Extract every line of the material below and reproduce each one verbatim, without any alteration.
'''
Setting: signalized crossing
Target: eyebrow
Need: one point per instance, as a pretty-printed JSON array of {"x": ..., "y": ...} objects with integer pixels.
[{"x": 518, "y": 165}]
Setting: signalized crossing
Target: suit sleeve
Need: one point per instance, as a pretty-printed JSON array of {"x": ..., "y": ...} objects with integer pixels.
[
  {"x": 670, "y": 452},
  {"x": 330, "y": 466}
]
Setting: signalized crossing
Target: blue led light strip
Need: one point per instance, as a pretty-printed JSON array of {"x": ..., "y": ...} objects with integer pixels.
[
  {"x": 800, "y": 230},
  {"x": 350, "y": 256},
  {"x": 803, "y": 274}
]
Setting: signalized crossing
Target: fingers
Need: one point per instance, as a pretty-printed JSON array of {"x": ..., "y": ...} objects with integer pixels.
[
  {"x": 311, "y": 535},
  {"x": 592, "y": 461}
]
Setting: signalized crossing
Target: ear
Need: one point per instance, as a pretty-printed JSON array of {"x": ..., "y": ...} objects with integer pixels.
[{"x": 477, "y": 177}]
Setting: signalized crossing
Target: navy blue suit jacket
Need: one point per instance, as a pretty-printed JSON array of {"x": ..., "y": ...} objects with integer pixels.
'''
◆ Answer for the task
Setting: signalized crossing
Target: eyebrow
Need: one point per instance, as a pretty-printed JSON array of {"x": ..., "y": ...} objects with integer pixels.
[{"x": 518, "y": 165}]
Setting: signalized crossing
Target: suit sleeve
Need: one point per instance, as a pretty-printed JSON array of {"x": ..., "y": ...} objects with integer pixels.
[
  {"x": 670, "y": 452},
  {"x": 330, "y": 466}
]
Setting: signalized crossing
Target: blue led light strip
Need: one point per instance, as a pretty-printed JSON array of {"x": ..., "y": ...} objects with integer pixels.
[
  {"x": 800, "y": 230},
  {"x": 350, "y": 256},
  {"x": 803, "y": 274}
]
Setting: signalized crossing
Target: fingers
Need: one point per instance, as a pretty-printed JSON array of {"x": ..., "y": ...} objects with integer pixels.
[
  {"x": 311, "y": 535},
  {"x": 592, "y": 461}
]
Setting: signalized crossing
Target: ear
Need: one point per instance, as a pretty-printed JSON array of {"x": ..., "y": ...} objects with integer pixels.
[{"x": 477, "y": 177}]
Setting: signalized crossing
Target: navy blue suit jacket
Need: one point per instance, as a pretty-printed JSON array of {"x": ..., "y": ...} objects with integer pixels.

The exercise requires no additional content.